What you will do: Word for word, repeat each record that follows.

Task input:
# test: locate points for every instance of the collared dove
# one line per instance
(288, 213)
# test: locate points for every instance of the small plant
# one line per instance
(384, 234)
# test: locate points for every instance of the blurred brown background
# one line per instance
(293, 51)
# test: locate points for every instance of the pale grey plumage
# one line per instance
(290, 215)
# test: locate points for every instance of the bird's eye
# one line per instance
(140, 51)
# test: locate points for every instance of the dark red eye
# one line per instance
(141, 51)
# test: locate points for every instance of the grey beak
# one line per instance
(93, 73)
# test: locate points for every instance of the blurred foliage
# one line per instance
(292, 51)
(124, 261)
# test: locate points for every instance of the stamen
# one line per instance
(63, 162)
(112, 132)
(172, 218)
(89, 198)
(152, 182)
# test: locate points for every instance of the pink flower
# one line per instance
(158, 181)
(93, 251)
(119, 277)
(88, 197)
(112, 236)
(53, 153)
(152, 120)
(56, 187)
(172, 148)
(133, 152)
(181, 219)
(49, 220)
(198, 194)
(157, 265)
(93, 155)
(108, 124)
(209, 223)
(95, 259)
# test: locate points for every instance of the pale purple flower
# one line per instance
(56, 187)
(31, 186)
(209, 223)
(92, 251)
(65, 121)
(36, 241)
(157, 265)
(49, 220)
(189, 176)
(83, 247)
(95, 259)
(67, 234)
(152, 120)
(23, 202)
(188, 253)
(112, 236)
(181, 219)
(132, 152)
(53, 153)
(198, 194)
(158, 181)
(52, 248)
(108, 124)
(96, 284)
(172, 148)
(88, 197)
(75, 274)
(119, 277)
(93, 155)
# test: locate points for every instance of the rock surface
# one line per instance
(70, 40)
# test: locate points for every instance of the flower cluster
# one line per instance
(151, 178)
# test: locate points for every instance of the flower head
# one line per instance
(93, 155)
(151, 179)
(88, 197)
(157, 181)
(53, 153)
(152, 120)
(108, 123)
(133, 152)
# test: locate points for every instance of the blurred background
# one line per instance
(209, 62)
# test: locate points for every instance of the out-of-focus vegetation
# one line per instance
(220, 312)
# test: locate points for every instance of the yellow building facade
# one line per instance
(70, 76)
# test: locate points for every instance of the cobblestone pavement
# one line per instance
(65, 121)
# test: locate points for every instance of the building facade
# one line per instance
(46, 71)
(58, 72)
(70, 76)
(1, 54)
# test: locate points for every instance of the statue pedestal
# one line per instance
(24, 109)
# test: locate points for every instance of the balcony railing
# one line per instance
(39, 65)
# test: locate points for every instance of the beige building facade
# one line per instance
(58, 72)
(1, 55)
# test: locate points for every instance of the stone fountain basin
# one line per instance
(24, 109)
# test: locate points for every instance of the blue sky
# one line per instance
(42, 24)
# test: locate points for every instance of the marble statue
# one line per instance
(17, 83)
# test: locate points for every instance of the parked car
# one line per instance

Your response:
# test: locate points for every instance of the collared dove
# one line per instance
(288, 213)
# test: locate points for every instance of the small plant
# one line per instance
(384, 234)
# test: locate points for every instance of the blurred brown background
# one line per instance
(293, 51)
# test: locate points for every instance of the pale grey plumage
# one line per instance
(290, 215)
# test: locate points for every instance of the bird's eye
# one line per instance
(140, 51)
# test: locate points for every instance of the dark red eye
# one line per instance
(141, 51)
# test: locate points for every instance of the grey beak
# one line per instance
(93, 73)
# test: locate points for every instance of the blurred foliage
# one line per instance
(292, 51)
(124, 261)
# test: locate points for every instance of the stamen
# one line per instance
(63, 162)
(112, 132)
(172, 218)
(89, 198)
(152, 182)
# test: locate points for every instance of the pink flower
# one line per instance
(158, 181)
(93, 251)
(119, 277)
(88, 197)
(112, 236)
(53, 153)
(152, 120)
(56, 187)
(172, 148)
(133, 152)
(181, 219)
(49, 220)
(198, 194)
(157, 265)
(93, 155)
(108, 124)
(209, 223)
(95, 259)
# test: locate points for every instance of the pale purple flower
# one line per instance
(56, 187)
(31, 186)
(209, 223)
(92, 251)
(65, 121)
(36, 241)
(157, 265)
(49, 220)
(189, 176)
(83, 247)
(95, 259)
(67, 234)
(152, 120)
(23, 202)
(188, 253)
(112, 236)
(181, 219)
(132, 152)
(53, 153)
(198, 194)
(158, 181)
(52, 248)
(108, 124)
(96, 284)
(172, 148)
(88, 197)
(75, 274)
(119, 277)
(93, 155)
# test: locate points for every instance of the rock surface
# one line per instance
(70, 40)
# test: locate points for every instance of the flower cluster
# one line per instance
(151, 178)
# test: locate points for every instance of the flower head
# one line per instance
(93, 155)
(151, 179)
(88, 197)
(157, 181)
(53, 153)
(152, 120)
(108, 123)
(133, 152)
# test: locate points for every instance of the blurred background
# one line per instance
(209, 62)
# test: locate points for every instance of the out-of-focus vegetation
# one line per instance
(220, 312)
# test: locate points for every instance of the yellow building facade
# one line per instance
(70, 76)
# test: locate points for every instance of the cobblestone pavement
# one line per instance
(65, 121)
# test: locate points for every instance of the building facade
# one line per instance
(46, 71)
(58, 72)
(70, 76)
(1, 54)
# test: locate points for every instance of the statue pedestal
# one line per instance
(24, 109)
# test: locate points for every instance of the balcony railing
# one line per instance
(39, 65)
# test: locate points for every instance of the beige building facade
# one line per instance
(58, 72)
(1, 55)
# test: locate points for every instance of the stone fountain basin
# one line per instance
(24, 109)
# test: locate points for every instance of the blue sky
# one line per instance
(42, 24)
# test: locate points for every instance of the marble statue
# one line per instance
(17, 83)
# test: locate points for every instance of the parked car
# one line per instance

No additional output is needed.